> **WHAT NEEDS TO BE DONE**
Give only the number of lines in the entries below that contain the string "house", treating uppercase and lowercase as different.

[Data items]
== == ==
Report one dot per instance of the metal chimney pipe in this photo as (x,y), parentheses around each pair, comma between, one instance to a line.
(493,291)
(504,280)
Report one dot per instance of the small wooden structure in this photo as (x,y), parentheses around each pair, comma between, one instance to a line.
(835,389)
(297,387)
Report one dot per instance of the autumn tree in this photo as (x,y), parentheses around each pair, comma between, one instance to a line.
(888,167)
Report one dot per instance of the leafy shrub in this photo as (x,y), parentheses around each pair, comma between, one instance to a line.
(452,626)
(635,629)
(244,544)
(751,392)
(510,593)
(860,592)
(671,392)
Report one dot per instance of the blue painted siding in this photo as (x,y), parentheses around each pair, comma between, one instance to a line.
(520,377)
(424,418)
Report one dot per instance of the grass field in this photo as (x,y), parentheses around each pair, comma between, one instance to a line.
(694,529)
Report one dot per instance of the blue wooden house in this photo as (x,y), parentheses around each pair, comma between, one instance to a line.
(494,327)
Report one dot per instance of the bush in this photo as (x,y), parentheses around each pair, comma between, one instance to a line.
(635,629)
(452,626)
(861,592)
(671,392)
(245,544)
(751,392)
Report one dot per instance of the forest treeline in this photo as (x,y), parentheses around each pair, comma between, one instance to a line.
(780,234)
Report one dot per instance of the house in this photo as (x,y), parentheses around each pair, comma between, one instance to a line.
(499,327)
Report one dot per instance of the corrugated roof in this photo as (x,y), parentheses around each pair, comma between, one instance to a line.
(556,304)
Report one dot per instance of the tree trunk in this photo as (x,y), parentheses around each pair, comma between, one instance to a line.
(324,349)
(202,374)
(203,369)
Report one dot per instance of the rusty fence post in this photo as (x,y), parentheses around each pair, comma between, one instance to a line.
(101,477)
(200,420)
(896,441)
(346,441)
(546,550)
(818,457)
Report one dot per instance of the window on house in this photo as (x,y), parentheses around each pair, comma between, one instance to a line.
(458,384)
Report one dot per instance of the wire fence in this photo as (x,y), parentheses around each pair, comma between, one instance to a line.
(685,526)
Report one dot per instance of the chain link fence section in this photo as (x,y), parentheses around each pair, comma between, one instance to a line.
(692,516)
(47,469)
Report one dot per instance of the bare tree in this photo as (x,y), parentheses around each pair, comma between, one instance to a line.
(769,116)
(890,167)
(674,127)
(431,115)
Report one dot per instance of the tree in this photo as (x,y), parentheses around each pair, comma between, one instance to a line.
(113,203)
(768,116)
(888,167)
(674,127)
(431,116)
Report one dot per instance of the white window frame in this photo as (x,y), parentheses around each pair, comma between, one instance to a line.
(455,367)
== == ==
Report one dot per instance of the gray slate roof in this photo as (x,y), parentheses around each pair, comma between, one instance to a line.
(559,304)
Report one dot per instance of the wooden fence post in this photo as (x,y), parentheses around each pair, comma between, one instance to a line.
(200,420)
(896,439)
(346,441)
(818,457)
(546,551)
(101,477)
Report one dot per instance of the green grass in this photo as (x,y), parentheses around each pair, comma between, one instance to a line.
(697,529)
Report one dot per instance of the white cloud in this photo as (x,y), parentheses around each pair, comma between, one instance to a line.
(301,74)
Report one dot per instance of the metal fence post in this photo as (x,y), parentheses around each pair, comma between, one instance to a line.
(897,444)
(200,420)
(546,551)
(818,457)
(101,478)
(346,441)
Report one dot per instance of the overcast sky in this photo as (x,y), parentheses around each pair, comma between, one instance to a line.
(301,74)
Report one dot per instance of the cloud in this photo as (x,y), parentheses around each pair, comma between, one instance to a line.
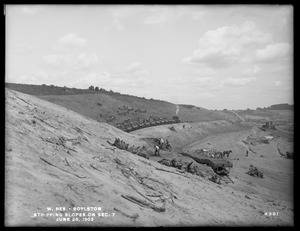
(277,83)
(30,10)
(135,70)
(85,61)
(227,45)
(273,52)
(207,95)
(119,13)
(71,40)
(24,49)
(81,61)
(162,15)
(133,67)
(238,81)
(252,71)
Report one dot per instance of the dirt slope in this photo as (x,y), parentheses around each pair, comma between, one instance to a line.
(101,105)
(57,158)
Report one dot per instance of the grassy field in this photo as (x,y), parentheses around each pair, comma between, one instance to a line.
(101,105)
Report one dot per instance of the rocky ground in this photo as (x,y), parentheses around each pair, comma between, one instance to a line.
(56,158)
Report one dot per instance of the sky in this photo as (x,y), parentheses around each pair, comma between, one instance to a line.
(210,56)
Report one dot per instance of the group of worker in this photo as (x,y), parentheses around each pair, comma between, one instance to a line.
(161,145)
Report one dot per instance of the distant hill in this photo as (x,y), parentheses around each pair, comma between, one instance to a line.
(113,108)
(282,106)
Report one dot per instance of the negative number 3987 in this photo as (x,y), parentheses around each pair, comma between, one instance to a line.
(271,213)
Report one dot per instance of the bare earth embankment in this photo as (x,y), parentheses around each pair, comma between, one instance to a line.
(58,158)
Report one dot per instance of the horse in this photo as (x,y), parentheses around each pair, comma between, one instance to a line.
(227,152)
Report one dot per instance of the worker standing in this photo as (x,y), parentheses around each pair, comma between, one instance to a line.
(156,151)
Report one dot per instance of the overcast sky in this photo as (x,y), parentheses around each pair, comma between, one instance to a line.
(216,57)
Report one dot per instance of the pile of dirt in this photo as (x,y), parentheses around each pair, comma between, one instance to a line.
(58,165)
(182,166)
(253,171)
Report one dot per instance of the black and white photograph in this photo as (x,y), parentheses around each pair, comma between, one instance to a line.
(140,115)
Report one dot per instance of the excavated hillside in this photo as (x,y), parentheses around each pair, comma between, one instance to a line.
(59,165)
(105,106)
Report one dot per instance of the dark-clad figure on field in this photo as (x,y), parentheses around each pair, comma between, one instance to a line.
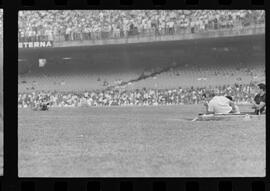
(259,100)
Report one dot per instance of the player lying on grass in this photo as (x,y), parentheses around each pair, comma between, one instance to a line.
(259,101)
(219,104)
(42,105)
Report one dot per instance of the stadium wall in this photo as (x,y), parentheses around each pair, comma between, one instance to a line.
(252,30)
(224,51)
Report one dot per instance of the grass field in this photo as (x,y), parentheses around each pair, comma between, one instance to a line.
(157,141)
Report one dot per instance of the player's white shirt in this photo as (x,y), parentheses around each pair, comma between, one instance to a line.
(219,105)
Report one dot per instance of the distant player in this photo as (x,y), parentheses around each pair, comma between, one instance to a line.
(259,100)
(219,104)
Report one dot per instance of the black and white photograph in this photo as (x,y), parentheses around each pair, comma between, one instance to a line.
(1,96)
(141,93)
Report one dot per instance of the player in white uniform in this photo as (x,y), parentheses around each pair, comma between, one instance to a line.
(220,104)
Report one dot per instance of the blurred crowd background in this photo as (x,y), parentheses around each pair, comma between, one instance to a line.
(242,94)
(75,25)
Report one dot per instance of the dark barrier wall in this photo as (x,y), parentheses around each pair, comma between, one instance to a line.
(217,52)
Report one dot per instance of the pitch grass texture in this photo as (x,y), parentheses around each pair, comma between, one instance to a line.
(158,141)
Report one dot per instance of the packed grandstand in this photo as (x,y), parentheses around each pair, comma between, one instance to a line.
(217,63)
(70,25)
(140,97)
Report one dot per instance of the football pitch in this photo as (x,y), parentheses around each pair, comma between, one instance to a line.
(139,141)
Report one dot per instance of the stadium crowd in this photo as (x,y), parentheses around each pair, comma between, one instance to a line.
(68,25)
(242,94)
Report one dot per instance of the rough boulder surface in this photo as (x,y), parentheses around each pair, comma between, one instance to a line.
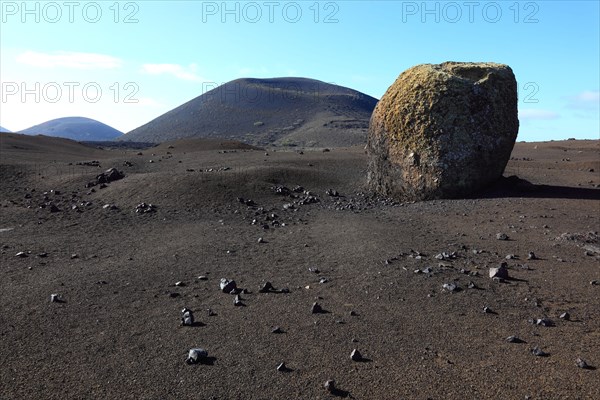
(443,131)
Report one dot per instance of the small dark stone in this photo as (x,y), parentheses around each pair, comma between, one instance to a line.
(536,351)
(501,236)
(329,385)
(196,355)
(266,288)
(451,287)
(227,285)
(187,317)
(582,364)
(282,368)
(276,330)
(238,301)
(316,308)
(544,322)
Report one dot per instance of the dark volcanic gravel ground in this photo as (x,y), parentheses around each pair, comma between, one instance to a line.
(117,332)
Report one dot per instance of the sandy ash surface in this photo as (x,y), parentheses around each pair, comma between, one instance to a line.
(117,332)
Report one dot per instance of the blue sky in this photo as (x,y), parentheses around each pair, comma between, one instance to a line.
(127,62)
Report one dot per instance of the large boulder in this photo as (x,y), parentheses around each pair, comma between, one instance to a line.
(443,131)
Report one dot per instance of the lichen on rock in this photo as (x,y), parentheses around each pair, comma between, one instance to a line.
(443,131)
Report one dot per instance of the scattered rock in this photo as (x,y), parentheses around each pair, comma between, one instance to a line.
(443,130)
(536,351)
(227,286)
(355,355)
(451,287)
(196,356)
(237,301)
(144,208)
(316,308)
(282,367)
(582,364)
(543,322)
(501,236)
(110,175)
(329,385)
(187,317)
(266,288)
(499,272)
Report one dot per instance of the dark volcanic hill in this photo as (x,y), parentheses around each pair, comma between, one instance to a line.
== == ==
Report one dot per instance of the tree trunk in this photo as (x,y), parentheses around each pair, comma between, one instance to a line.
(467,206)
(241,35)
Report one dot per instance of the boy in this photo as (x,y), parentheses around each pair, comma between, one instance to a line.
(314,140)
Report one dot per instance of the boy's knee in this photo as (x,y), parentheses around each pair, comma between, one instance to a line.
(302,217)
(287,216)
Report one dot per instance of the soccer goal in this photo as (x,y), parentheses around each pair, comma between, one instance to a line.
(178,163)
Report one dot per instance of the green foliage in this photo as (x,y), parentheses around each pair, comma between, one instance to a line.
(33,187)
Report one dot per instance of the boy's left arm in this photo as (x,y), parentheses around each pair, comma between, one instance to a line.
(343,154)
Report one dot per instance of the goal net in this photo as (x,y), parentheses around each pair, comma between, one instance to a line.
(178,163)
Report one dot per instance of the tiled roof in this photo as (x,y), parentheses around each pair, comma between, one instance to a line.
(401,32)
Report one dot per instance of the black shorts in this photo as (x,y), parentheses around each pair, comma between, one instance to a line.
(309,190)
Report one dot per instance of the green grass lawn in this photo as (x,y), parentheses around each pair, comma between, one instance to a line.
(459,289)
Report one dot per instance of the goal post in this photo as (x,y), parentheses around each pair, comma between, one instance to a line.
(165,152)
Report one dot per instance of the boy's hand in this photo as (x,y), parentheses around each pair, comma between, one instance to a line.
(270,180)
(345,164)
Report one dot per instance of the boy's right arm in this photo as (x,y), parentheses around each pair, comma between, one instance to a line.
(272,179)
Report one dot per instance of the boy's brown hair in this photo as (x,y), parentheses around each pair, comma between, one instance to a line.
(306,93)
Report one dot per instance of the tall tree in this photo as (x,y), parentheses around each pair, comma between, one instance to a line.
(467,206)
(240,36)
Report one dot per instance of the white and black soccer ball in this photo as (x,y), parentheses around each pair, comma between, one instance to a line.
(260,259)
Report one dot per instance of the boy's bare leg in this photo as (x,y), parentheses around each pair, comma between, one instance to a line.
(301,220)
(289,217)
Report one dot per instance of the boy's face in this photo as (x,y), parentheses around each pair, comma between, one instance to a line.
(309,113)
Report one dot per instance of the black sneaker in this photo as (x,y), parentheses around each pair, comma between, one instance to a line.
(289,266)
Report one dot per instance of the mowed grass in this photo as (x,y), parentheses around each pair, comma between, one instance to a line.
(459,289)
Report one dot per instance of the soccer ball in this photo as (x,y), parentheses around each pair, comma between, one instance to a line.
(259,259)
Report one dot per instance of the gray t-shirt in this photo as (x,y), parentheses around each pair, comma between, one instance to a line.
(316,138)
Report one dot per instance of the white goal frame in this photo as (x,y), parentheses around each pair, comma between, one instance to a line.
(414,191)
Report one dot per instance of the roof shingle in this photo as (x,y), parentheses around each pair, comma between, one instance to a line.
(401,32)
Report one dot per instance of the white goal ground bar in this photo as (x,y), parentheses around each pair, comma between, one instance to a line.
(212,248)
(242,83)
== == ==
> **FINISHED ANSWER**
3